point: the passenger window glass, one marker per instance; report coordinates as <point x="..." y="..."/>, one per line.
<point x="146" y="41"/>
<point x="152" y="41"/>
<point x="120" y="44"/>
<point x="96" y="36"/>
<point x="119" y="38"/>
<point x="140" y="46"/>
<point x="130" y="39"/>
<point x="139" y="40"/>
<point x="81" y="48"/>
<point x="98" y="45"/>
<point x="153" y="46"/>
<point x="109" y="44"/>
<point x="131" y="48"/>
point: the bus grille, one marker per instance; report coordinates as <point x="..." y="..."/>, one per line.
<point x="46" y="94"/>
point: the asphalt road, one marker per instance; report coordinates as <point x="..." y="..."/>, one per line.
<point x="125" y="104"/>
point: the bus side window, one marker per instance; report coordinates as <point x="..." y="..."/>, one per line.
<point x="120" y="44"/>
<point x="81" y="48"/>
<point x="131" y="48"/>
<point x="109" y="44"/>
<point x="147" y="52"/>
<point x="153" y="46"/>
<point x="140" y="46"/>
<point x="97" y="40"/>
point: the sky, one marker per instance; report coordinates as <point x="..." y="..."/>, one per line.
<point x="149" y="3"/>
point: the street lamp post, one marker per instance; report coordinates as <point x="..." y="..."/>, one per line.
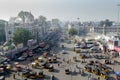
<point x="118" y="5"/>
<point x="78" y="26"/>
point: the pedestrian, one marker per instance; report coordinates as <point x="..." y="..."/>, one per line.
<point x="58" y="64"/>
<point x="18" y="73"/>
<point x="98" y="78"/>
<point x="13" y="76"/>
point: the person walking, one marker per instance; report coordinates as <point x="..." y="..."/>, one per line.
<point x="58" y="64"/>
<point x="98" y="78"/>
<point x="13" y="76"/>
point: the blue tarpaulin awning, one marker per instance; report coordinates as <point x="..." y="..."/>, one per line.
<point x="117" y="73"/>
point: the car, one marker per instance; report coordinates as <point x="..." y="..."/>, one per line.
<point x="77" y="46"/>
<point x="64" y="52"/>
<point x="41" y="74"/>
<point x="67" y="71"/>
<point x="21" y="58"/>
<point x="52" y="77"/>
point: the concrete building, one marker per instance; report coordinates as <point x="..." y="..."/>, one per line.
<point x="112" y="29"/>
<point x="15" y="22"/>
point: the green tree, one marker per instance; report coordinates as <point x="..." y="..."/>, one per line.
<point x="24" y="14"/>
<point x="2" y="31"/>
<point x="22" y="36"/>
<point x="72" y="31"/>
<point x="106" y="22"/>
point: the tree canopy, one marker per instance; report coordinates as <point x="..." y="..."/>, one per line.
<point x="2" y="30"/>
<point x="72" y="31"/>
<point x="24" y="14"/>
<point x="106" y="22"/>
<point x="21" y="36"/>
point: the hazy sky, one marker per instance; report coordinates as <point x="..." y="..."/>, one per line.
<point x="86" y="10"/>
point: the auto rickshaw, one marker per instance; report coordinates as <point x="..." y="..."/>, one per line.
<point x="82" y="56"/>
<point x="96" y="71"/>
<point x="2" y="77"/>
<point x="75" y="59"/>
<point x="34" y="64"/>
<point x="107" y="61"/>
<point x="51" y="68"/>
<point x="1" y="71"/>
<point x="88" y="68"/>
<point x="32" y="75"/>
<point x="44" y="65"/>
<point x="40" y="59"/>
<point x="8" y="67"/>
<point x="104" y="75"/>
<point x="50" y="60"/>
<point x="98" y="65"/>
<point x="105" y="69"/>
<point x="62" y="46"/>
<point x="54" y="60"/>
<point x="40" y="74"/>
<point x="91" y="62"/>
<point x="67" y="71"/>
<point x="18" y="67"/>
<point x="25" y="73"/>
+ + +
__JOB__
Can you reproduce all of the records above word for word, leaving the picture out?

__RESPONSE TO THIS EXERCISE__
point: the passenger window glass, one marker per instance; report coordinates as <point x="..." y="..."/>, one per line.
<point x="146" y="41"/>
<point x="152" y="41"/>
<point x="120" y="44"/>
<point x="96" y="36"/>
<point x="119" y="38"/>
<point x="140" y="46"/>
<point x="130" y="39"/>
<point x="139" y="40"/>
<point x="81" y="48"/>
<point x="98" y="45"/>
<point x="153" y="46"/>
<point x="109" y="44"/>
<point x="131" y="48"/>
point: the bus grille, one marker per instance; report coordinates as <point x="..." y="..."/>, one per line.
<point x="46" y="94"/>
point: the asphalt road, one marker per instance; report coordinates as <point x="..." y="..."/>, one per line.
<point x="125" y="104"/>
point: the bus side window, one marker per instance; report coordinates as <point x="..." y="..."/>, one per line.
<point x="120" y="44"/>
<point x="81" y="48"/>
<point x="131" y="48"/>
<point x="109" y="44"/>
<point x="147" y="52"/>
<point x="153" y="46"/>
<point x="140" y="46"/>
<point x="97" y="40"/>
point: the sky, one marker per instance; report coordinates as <point x="..." y="..."/>, one per line.
<point x="149" y="3"/>
point: the street lamp post, one marker per instance; report coordinates as <point x="..." y="..."/>, one per line.
<point x="118" y="5"/>
<point x="78" y="26"/>
point: the pedestrian, one marker per instance; report coordinates as <point x="..." y="..."/>, one per line.
<point x="58" y="64"/>
<point x="18" y="73"/>
<point x="98" y="78"/>
<point x="13" y="76"/>
point: the person walking, one marker per instance; report coordinates as <point x="..." y="..."/>, one per line.
<point x="58" y="64"/>
<point x="98" y="78"/>
<point x="13" y="76"/>
point: the blue tarpaulin awning, one marker per instance; report coordinates as <point x="..." y="..."/>, one per line.
<point x="117" y="73"/>
point: the car, one marker per instance; report coordinates as <point x="..." y="..."/>, one per line.
<point x="77" y="46"/>
<point x="64" y="52"/>
<point x="41" y="74"/>
<point x="67" y="71"/>
<point x="21" y="58"/>
<point x="52" y="77"/>
point: the concrete building, one marker per instance; report coordinates as <point x="..." y="..."/>, one per line.
<point x="112" y="29"/>
<point x="15" y="22"/>
point: the green tree, one marker per instance; report coordinates as <point x="..." y="..."/>, one per line.
<point x="24" y="14"/>
<point x="2" y="31"/>
<point x="22" y="36"/>
<point x="72" y="31"/>
<point x="106" y="22"/>
point: the tree canopy, one marker per instance; report coordinates as <point x="..." y="..."/>, one per line.
<point x="2" y="30"/>
<point x="72" y="31"/>
<point x="24" y="14"/>
<point x="106" y="22"/>
<point x="21" y="36"/>
point: the hazy sky, one marker per instance; report coordinates as <point x="..." y="..."/>, one per line.
<point x="86" y="10"/>
point: the auto rickshaw, one marker per instance; report coordinates as <point x="..." y="..."/>, one per line.
<point x="82" y="56"/>
<point x="96" y="71"/>
<point x="2" y="77"/>
<point x="75" y="59"/>
<point x="34" y="64"/>
<point x="107" y="61"/>
<point x="51" y="68"/>
<point x="1" y="71"/>
<point x="88" y="68"/>
<point x="32" y="75"/>
<point x="44" y="65"/>
<point x="40" y="59"/>
<point x="8" y="67"/>
<point x="104" y="75"/>
<point x="50" y="60"/>
<point x="98" y="65"/>
<point x="105" y="69"/>
<point x="62" y="46"/>
<point x="54" y="60"/>
<point x="40" y="74"/>
<point x="91" y="62"/>
<point x="67" y="71"/>
<point x="18" y="67"/>
<point x="25" y="73"/>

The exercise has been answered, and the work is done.